Pointing records:
__________________________________________________
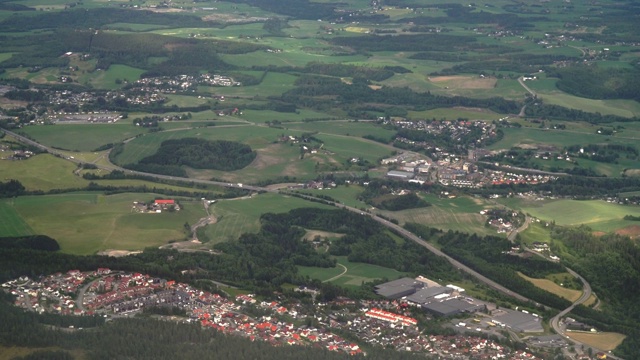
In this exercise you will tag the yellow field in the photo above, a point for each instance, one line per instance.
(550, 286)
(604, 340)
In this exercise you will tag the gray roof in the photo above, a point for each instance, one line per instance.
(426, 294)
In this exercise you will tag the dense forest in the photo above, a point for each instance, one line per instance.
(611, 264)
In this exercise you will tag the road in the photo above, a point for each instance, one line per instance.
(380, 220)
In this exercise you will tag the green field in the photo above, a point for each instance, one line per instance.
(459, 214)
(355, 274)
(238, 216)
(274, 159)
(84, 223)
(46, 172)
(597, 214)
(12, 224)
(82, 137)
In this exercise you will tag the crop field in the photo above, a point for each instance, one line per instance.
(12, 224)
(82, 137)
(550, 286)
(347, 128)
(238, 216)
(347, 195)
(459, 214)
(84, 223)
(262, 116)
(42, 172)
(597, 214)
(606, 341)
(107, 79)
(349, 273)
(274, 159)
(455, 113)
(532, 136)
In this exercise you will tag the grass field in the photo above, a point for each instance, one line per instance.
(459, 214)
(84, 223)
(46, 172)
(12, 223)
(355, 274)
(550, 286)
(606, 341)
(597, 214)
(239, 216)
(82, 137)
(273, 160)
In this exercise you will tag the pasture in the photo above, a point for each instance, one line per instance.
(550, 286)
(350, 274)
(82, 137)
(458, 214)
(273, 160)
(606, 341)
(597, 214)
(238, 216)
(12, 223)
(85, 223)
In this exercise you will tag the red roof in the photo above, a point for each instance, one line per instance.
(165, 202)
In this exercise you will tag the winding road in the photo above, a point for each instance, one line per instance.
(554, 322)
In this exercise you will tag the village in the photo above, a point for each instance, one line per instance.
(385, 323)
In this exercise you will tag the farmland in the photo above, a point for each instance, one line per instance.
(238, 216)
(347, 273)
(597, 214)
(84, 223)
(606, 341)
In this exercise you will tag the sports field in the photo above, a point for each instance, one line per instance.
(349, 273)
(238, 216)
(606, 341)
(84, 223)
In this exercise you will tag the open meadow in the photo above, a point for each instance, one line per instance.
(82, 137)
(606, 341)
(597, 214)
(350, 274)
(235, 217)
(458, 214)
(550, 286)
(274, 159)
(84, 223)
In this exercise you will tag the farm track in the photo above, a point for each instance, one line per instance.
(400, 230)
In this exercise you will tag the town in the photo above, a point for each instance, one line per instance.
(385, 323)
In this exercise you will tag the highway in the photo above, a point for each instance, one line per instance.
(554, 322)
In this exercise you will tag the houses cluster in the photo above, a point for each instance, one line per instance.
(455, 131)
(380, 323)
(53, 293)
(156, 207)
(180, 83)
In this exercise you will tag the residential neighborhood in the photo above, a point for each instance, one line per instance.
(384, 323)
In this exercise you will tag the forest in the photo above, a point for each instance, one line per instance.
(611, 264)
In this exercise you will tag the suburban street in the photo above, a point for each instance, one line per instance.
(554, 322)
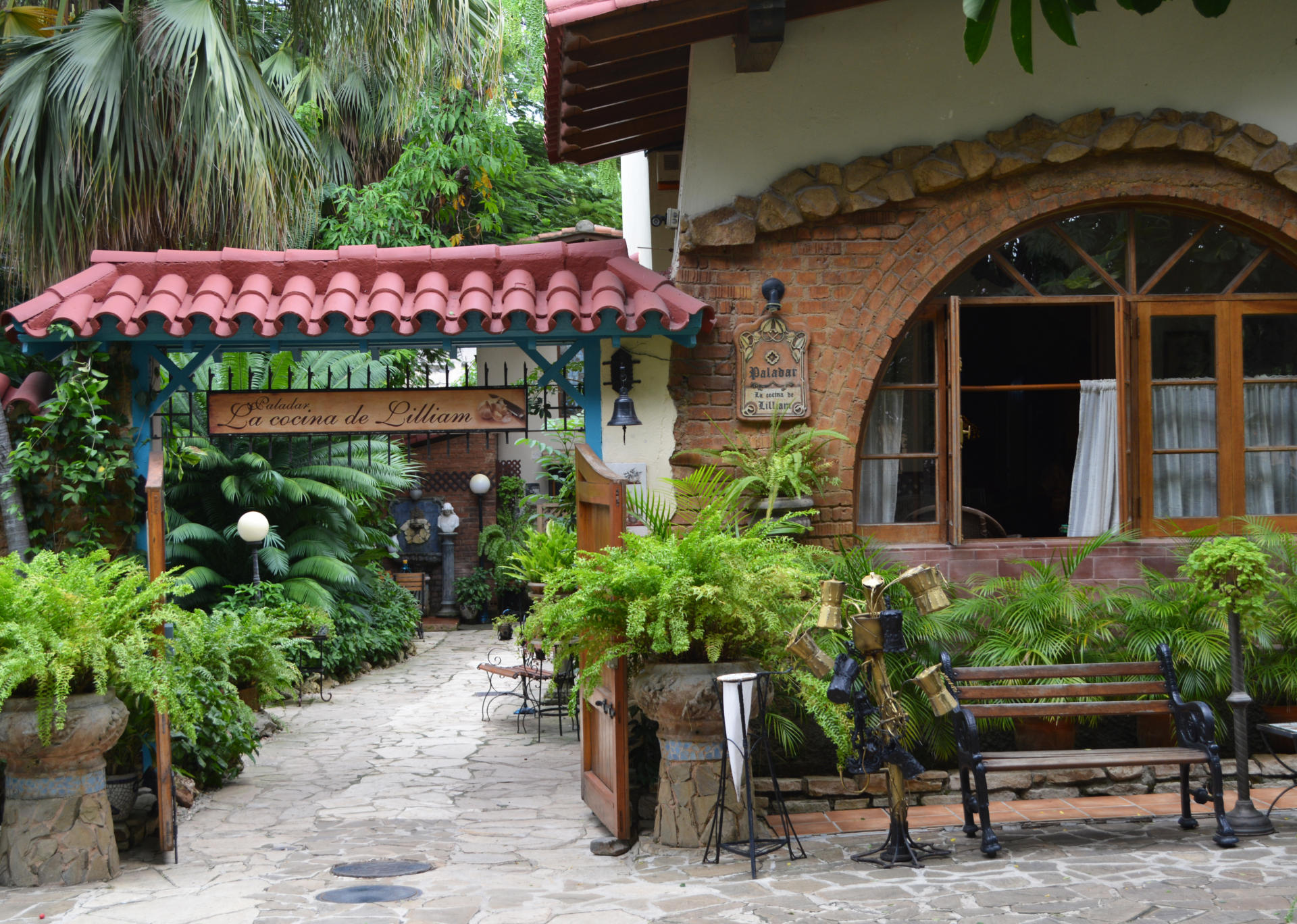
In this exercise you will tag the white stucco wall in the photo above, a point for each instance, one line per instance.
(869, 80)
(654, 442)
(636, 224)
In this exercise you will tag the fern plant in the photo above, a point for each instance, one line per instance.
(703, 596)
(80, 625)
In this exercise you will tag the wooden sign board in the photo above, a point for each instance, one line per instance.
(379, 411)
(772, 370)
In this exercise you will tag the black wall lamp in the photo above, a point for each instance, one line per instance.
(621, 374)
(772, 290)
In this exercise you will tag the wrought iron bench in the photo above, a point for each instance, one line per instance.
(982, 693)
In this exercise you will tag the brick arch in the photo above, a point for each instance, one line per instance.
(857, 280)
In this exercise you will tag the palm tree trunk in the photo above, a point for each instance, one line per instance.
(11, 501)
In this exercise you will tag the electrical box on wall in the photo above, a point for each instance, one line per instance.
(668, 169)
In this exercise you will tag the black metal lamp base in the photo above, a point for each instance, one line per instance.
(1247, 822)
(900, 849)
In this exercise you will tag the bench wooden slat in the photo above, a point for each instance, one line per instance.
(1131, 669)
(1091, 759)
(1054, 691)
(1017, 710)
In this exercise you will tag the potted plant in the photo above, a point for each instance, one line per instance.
__________________________________________________
§ EXERCISE GOAL: Pictures in the records must not appear in the copy; transcribe everything else precisely.

§ ANSWER FOR THIS EXERCISE:
In this exercise you will tag the yellow field in the photo above, a point for each instance, one line per instance.
(550, 286)
(604, 340)
In this exercise you will tag the gray roof in the photo above, a point for each instance, one line per instance.
(426, 294)
In this exercise you will tag the dense forest in the photo above, a point for each instance, one line per instance.
(611, 264)
In this exercise you will tag the road in the photo above, a point for each instance, one line per instance.
(380, 220)
In this exercise you will tag the green field in the photo above, a point for each instance, one line per instance.
(459, 214)
(355, 274)
(238, 216)
(274, 159)
(84, 223)
(46, 172)
(597, 214)
(12, 224)
(82, 137)
In this exercise you will tag the crop field in the photo above, a point for each instance, one line per instance.
(12, 224)
(82, 137)
(550, 286)
(347, 128)
(238, 216)
(347, 195)
(459, 214)
(84, 223)
(262, 116)
(42, 172)
(597, 214)
(606, 341)
(107, 79)
(349, 273)
(274, 159)
(455, 113)
(532, 136)
In this exercise you will tag the grass field in the photo above, a point for each instance, one line per instance.
(459, 214)
(84, 223)
(46, 172)
(12, 223)
(355, 274)
(550, 286)
(606, 341)
(597, 214)
(239, 216)
(82, 137)
(273, 160)
In this exercise you will tag the pasture in the photo above, a point for each instance, one line per instance.
(550, 286)
(350, 274)
(82, 137)
(458, 214)
(273, 160)
(606, 341)
(597, 214)
(238, 216)
(12, 223)
(85, 223)
In this exercise you will tag the red roof in the photo above, a point for each instance, one line per instance.
(165, 202)
In this exercise you will tag the winding road in the photo above, a point for each instance, one line per instance.
(554, 322)
In this exercise you will tag the village in the photo above, a point for each instance, one line per instance.
(385, 323)
In this exercise you will tag the farmland in the photo above, a point for each instance, one line per instance.
(238, 216)
(347, 273)
(597, 214)
(84, 223)
(606, 341)
In this exercise you will tag the sports field in the photo above, a point for each instance, one line per instance.
(349, 273)
(238, 216)
(606, 341)
(84, 223)
In this exercise you will tag the open meadow in the photo above, a point for each instance, one line per instance.
(82, 137)
(606, 341)
(597, 214)
(350, 274)
(235, 217)
(458, 214)
(550, 286)
(274, 159)
(84, 223)
In this exercise you will tag the farm track in the photo above, a point for each instance, one line per instance.
(400, 230)
In this exercise you will tag the town in the photo above, a point for each instance, one line per instance.
(385, 323)
In this exercise you will tag the highway in the photo above, a point for each instance, one line per instance.
(554, 322)
In this exercise you will tag the houses cluster in the photo above, a point for each instance, one line per instance.
(455, 131)
(380, 323)
(53, 293)
(156, 207)
(180, 83)
In this exercise you will tag the residential neighborhood in the photo above, a point for each instance, one line per instance.
(384, 323)
In this exercise you will tag the forest in the photo above, a point for each instance, one line per instance.
(611, 264)
In this exercise you will tag the suburban street in the photo above, a point for each instance, one line per instance.
(554, 322)
In this exercise you will tag the white stucco wall in the photo above, a point for each instance, one line per instance.
(869, 80)
(654, 442)
(636, 224)
In this exercise you will tag the fern plant in the photo above, a point for each instance, one line per instance.
(703, 596)
(80, 625)
In this exercise you will tag the wooden sign board in the photo above, a point for each instance, one line per instance.
(379, 411)
(772, 370)
In this exercise you will tag the black wall lamp in the photo above, a point for each instance, one line per instance.
(621, 374)
(772, 290)
In this exercise you will tag the wrought iron bench in the photo above, a point for each instance, one line per instance.
(982, 693)
In this exercise you will tag the brick arch in the photo above, a point for each instance, one line per instance.
(857, 280)
In this exercise you will tag the palm tree trunk in the photo above, a point for each instance, one line per instance.
(11, 501)
In this exercise you will tag the electrical box on wall in the photo above, a point for each instance, one line per instance.
(668, 169)
In this exercise you will tag the black metal lamp base in the photo above, a point for each instance, one line per instance.
(1247, 822)
(900, 849)
In this exercise you will tag the bench wooden slat in the photo above, a point for each instance, one line per instance.
(1131, 669)
(1091, 759)
(1054, 691)
(1017, 710)
In this exercise you will tag the potted plant in the photo above, a point for each instance, one line per instance.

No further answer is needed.